Point annotation dataset entries.

•••

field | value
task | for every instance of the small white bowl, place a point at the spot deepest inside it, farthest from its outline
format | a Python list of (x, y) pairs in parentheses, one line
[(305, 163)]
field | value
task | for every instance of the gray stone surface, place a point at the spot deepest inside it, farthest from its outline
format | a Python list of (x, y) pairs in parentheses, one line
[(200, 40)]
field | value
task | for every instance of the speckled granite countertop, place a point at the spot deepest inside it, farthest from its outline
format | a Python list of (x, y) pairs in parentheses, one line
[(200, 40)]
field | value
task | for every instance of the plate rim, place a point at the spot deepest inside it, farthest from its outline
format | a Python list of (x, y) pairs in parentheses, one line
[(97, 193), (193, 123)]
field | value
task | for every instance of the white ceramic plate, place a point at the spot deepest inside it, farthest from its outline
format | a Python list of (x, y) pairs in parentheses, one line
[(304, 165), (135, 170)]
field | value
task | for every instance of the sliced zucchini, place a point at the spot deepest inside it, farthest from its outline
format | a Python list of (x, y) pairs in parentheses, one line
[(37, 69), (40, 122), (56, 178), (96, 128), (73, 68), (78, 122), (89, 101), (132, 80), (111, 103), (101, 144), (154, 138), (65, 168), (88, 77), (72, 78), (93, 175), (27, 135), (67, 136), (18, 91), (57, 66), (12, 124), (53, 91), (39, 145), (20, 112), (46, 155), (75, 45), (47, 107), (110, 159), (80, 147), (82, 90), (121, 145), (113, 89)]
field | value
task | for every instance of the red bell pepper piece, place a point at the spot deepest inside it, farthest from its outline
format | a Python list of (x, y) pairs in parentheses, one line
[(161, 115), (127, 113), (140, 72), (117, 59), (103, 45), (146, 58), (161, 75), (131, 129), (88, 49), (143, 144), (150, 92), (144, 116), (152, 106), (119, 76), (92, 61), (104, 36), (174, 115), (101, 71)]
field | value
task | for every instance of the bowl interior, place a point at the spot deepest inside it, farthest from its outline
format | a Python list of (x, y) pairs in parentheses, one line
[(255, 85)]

•••

Stated problem. Please reproduce everything from the start of the entries down to the line containing "[(305, 163)]", both ends included, and scale every coordinate in the answers by 2.5, rounding to whole numbers with halves going up. Leave the request and format lines unchanged.

Written reply.
field | value
task | for every instance of the small white bowl, place a point at the spot deepest inside it, farthest from its outline
format | a Python list of (x, y) pairs in parentheses, one line
[(763, 408)]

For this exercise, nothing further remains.